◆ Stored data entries
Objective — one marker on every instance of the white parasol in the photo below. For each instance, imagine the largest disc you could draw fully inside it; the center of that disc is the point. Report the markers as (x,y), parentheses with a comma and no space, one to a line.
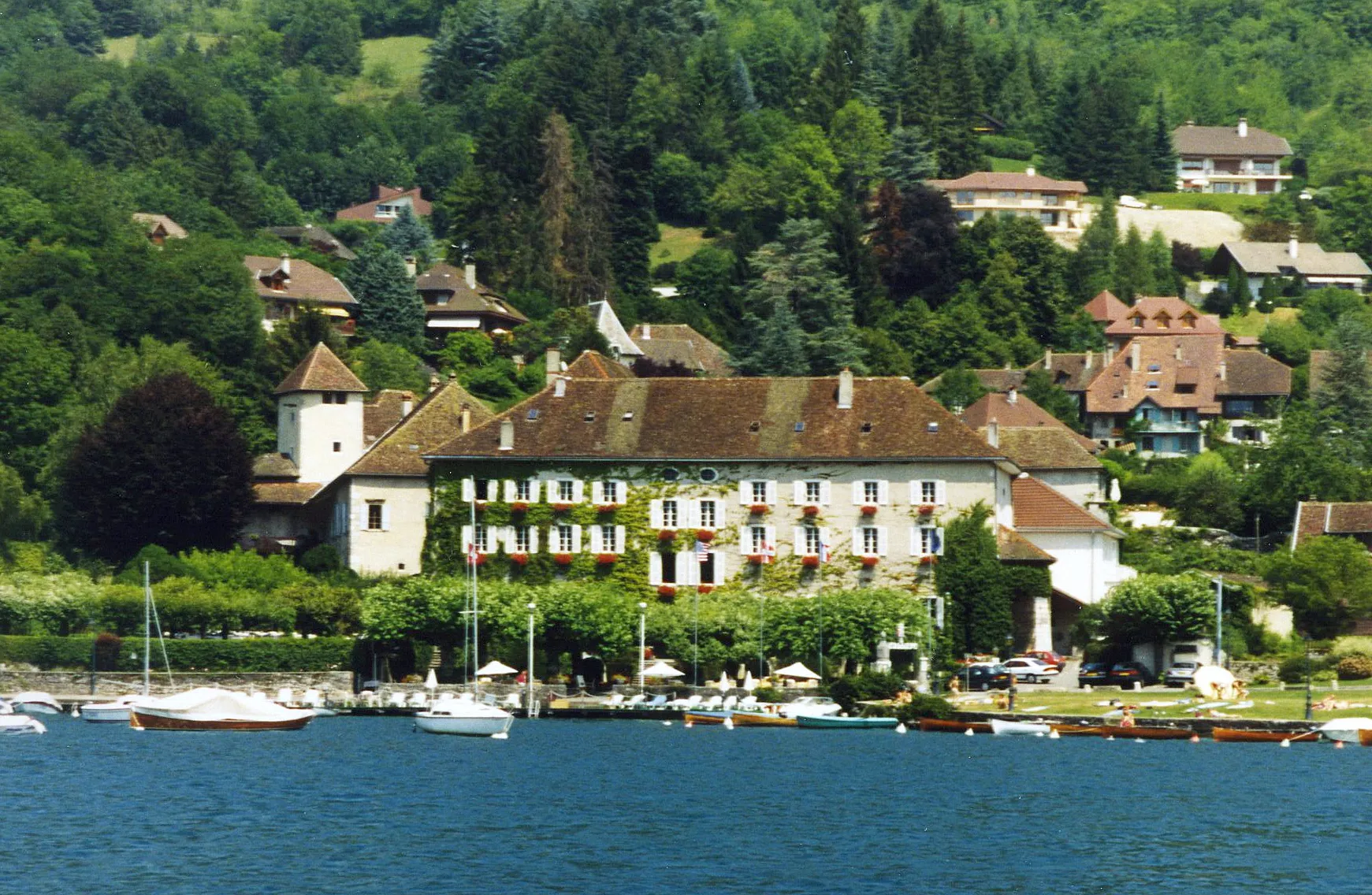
(662,670)
(798,670)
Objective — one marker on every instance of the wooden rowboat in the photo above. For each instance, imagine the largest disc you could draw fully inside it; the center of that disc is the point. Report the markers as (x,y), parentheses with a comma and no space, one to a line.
(939,725)
(1234,735)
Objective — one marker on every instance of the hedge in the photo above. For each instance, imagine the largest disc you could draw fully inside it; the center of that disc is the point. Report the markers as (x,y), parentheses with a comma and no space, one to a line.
(266,654)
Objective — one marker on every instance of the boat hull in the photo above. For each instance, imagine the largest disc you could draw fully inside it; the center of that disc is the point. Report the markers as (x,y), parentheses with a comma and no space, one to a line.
(833,722)
(151,719)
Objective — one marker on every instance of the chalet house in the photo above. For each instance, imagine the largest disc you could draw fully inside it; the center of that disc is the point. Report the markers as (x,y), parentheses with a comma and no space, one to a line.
(1303,262)
(159,227)
(287,284)
(386,205)
(1054,203)
(1239,159)
(453,299)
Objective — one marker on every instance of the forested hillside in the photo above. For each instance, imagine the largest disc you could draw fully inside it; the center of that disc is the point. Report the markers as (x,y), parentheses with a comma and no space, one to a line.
(556,136)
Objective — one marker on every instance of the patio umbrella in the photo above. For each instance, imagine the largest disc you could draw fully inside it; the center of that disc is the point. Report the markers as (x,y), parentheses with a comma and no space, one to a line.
(662,670)
(798,670)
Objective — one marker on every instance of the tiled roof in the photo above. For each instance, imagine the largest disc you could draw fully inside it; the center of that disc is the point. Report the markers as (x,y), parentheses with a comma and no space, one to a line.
(1042,507)
(727,419)
(434,422)
(1106,308)
(1162,316)
(320,371)
(1009,180)
(596,366)
(1202,140)
(667,344)
(1016,548)
(303,283)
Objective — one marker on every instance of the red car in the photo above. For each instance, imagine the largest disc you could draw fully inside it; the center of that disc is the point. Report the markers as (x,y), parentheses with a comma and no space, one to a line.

◆ What to produce
The copy should hold every entry above word for word and none of the pictures.

◆ Response to the exercise
Objective — one marker on every instance of the white parasol in the photo below. For each instance, imagine the largest disc you could draw fully inside it; the center of that disc is the point. Report the markers as (x,y), parentheses with a comma and no space, one to a line.
(662,670)
(798,670)
Objective — one marker on every instance of the wooden rowboat in the photo above. For each instance, imagine the largest disc you could draw fully inside it; the center of that disc is the point. Report the markers as (x,y), parentheses with a comma and no space, one to a line.
(939,725)
(1234,735)
Objective — one marker on every instance of the hedge in the photo above. For each instance, imagine the largest disc you could draw fully inside it; the center of that disc is the point. Report the markers as (x,y), parentheses with a comma and no space, one to a line.
(266,654)
Objective — one marker on every instance of the boat hull in the photo above. For each instance, imagine the largest disc you could draw fully inside it; the center of that disc is the point. Report the markers as (x,y), parentheses with a comma and no space, one to a line.
(833,722)
(151,719)
Objective — one marker on every instance of the chalet house in the photo above. For each instance, imagine the largest disc you could draw fully inside it; the center of that disc is the point. Report the markers as (x,y), parentheses with a comma and no space, one to a line.
(1303,262)
(159,227)
(287,284)
(386,205)
(1054,203)
(1239,159)
(453,299)
Objective — one marker on every instance of the forested hillside in the photo above. For each instance, imagine the largest disc you could draw fully inside it; the center of that disc is the point. Report the markers as (x,y), parentheses with a comma and no space, one to a line.
(556,136)
Objective — one marker on every instance of the patio umbrella in the photo above. For each instance, imagine the largest disc you could draw fully inside it; the center of that disc is the point. Report the markers as (x,y), parentheses with a comma and no space, one to a line.
(662,670)
(798,670)
Objective — one marker on every instance of the tiled roof in the photo above. For each instance, imagine the largest disc you could draw fully inside it; the center of that disc is the point. Report the markers as (x,y), parentheses with a comma and no space, one to a line.
(1042,507)
(727,419)
(434,422)
(1106,308)
(1162,316)
(320,371)
(1009,180)
(596,366)
(1202,140)
(667,344)
(1016,548)
(303,283)
Objective — one marker on every instance of the red car in the photo above. For each instance, imagine the largest disc you could draw fully inside it; the center of that disc is the point. Report the markers as (x,y), parentheses with a comma and no space, one to a line.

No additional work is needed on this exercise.